─── TASK DATA

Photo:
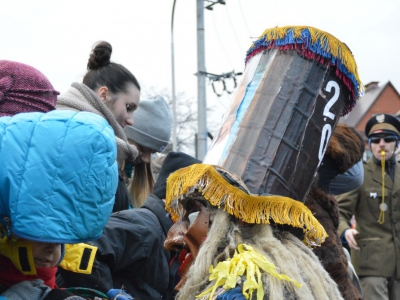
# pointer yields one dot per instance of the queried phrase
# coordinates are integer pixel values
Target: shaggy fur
(288, 253)
(346, 148)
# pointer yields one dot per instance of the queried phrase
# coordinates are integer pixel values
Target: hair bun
(100, 56)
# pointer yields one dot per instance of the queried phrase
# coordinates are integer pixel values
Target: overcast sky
(56, 36)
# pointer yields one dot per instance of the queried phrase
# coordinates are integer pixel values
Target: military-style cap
(382, 123)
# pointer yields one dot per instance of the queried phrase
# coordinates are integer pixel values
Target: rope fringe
(250, 208)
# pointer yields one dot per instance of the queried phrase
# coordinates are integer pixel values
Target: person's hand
(117, 294)
(349, 235)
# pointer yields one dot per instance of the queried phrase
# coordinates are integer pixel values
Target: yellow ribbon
(245, 262)
(381, 219)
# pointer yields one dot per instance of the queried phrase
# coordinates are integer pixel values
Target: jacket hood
(58, 175)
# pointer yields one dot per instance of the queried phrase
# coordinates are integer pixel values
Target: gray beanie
(152, 123)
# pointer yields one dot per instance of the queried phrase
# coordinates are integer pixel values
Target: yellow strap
(13, 249)
(248, 263)
(79, 258)
(381, 219)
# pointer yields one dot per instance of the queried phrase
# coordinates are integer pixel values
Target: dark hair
(103, 72)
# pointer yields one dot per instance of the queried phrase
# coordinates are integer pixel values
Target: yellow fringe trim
(330, 43)
(245, 262)
(250, 208)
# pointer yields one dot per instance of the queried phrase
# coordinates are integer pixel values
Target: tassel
(251, 209)
(233, 294)
(322, 44)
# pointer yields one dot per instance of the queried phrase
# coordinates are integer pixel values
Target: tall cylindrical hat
(297, 83)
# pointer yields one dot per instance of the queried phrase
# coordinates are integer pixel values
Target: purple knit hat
(24, 89)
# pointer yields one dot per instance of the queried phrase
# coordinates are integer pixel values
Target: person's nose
(50, 248)
(129, 120)
(145, 157)
(176, 233)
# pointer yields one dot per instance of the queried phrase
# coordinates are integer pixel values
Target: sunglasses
(387, 139)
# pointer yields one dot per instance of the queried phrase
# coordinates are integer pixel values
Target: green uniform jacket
(379, 253)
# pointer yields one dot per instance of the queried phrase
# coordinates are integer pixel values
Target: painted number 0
(327, 129)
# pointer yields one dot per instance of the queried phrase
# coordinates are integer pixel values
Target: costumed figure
(235, 211)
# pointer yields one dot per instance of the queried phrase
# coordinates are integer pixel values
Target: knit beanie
(24, 89)
(172, 162)
(152, 123)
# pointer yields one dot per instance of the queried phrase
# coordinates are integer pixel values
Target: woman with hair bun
(111, 91)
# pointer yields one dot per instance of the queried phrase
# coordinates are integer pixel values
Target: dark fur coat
(345, 148)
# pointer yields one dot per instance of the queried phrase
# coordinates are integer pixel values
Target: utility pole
(174, 119)
(201, 84)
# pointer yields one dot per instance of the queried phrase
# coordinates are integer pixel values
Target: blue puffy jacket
(58, 175)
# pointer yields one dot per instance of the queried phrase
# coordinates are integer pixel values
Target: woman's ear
(103, 93)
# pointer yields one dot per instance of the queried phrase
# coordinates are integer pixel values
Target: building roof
(372, 93)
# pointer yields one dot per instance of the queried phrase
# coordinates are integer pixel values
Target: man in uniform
(375, 241)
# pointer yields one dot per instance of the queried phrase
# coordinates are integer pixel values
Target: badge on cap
(380, 118)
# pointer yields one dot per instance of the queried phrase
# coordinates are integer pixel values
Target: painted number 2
(327, 129)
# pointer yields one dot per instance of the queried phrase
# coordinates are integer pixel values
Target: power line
(244, 19)
(220, 43)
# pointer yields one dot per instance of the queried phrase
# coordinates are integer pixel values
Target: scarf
(10, 275)
(81, 98)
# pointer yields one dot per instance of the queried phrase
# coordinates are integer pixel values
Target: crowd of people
(266, 215)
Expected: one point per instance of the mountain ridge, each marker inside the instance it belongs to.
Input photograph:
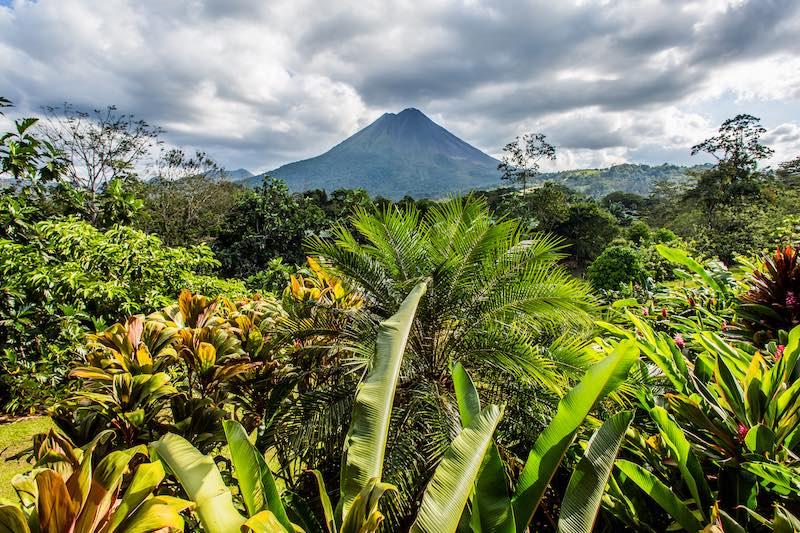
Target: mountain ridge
(394, 156)
(407, 153)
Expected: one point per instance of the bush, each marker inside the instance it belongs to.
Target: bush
(617, 265)
(638, 232)
(63, 278)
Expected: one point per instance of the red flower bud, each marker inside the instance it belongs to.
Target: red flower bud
(742, 432)
(779, 352)
(679, 342)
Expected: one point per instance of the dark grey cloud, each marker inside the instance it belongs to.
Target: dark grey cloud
(259, 84)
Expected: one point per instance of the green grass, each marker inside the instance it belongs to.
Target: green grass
(14, 438)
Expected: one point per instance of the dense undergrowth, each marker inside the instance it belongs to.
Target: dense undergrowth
(429, 366)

──────

When you retype the listing above, keep each line exactly as written and drop the pictures.

Photo:
# pointer yields one dot per instance of the queried phrase
# coordinates are integer pixel values
Target: shaggy fur
(288, 253)
(346, 148)
# pointer yields one dot per instance of the queried phrase
# coordinates are integer pixel values
Target: hair bun
(100, 56)
# pointer yields one dot per instance of the queried phrase
# coordinates are integer pixel values
Target: overcast sky
(56, 36)
# pointer yields one dot per instance of the queried phrase
# coordinates are integer pixel values
Target: military-style cap
(382, 123)
# pointer yields one dot per instance of the queried phrase
# coordinates are integer pixel values
Target: rope fringe
(250, 208)
# pointer yields one dot per instance of the queried phrase
# coordinates are integer pixel values
Target: person's hand
(117, 294)
(349, 235)
# pointer yields one dot per instance of the queried phrase
# coordinates are integer pixel values
Target: yellow ribbon
(245, 262)
(381, 219)
# pointer yields one dot per instance of the queried phrase
# coordinates are integer pixel values
Target: jacket hood
(58, 175)
# pointer yields one dot per instance of the queried phrase
# coordinates are integer pixel values
Target: gray beanie
(152, 123)
# pointer yields one dot per instance of the queried phrase
# coordinates are integer pixel values
Target: yellow strap
(13, 249)
(248, 263)
(79, 258)
(381, 219)
# pointer yields one dot per instance of the queried phrase
# coordinates are integer pixel values
Target: dark hair
(103, 72)
# pointer yields one dot per instance of the queried phrase
# coordinates are integer pixel values
Target: yellow fringe trim
(330, 43)
(245, 262)
(250, 208)
# pointer yields one dot per instance of the queried phrase
# coordinates are integer pixel values
Target: tassel
(251, 209)
(233, 294)
(322, 44)
# pointer yields one dot per instance of the queried phrase
# coordinates are integer pixel values
Target: tall cylindrical hat
(297, 83)
# pointer yields one dot per instance of the queried phrase
# coordinates are integer pixel values
Target: purple knit hat
(24, 89)
# pointer yields one dot per instance of the queried phrase
# coordinates are integer pixel values
Target: person's nose
(50, 248)
(129, 120)
(145, 157)
(176, 233)
# pointer yields one dot per instance of the queried phrase
# coordinates are integer pixel values
Target: sunglasses
(387, 139)
# pointer yields one dot per instance of the queried phrase
# coordinates are integer pixel values
Target: green uniform jacket
(379, 253)
# pointer yields one dot per instance of the queried phrase
# coordinates are integer pixel values
Target: painted number 0
(327, 129)
# pointer yields one dot per instance of the queried phrase
# coordinates are integer pixel values
Target: costumed figure
(235, 211)
# pointer yields one dot per instance of the queried phrase
# coordinates are integer pixel values
Target: knit beanie
(24, 89)
(172, 162)
(152, 123)
# pointer yields one dot per instance of the queried phrase
# coordinates are integer pixel values
Target: woman with hair bun
(111, 91)
# pointer yields one dot per instance of the queried phrase
# coordinates are integer pixel values
Target: dark fur coat
(345, 148)
# pointer yields one dot per instance of the queried phrase
# coordinates are integer pixel values
Target: utility pole
(174, 119)
(201, 84)
# pointer yields one dot per instance of the queried phrase
# coordinates are integer pixel values
Target: blue puffy jacket
(58, 175)
# pointer yields one dot per instance of the queried phrase
# coordinates are integer pixel values
Target: woman's ear
(103, 93)
# pointer yields one dot per instance of the queried phrase
# coordinates are integer pixel values
Target: building roof
(372, 93)
# pointer yields one dot per instance of the queried phrase
# coordinates are integer pixel values
Target: man in uniform
(375, 241)
# pointer yields one dot per instance of the queried phrase
# coordinates are integer pixel values
Target: badge on cap
(380, 118)
# pointer yields one dot per instance of the queried phrase
# coordinates are integer pixel values
Target: painted number 2
(327, 129)
# pointer yields one dot per instance of the queried phrase
# coordinates are integer pixel values
Target: power line
(244, 19)
(220, 43)
# pointer yields one dot per instance of the queried phrase
# coordinates are integer pixel values
Target: scarf
(10, 275)
(81, 98)
# pointer yields one dot per instance of the queried phrase
# coordinates are integer pixel values
Target: crowd of people
(266, 215)
Expected: one point per instance of the mountain ridge, each marker inside the instance it belongs to.
Input photograph:
Target: mountain ridge
(394, 156)
(407, 153)
Expected: one point per instance of the bush, each marker inside the instance it belongs to.
Target: bush
(617, 265)
(638, 232)
(63, 278)
Expected: one point per instance of the red flower bud, each marker inside the instance it belongs to.
Target: red flower bud
(742, 432)
(779, 352)
(679, 342)
Expected: one point per instance of the dark grey cloud, each marker inside the instance it belongs to.
Target: dark grey cloud
(259, 84)
Expected: one point per instance of the green grass, each marker inside the instance it belongs to.
Target: green grass
(14, 438)
Expected: one point per instance of the dense undergrowth, each marker inside the instance it belongs to.
Target: dense undergrowth
(429, 366)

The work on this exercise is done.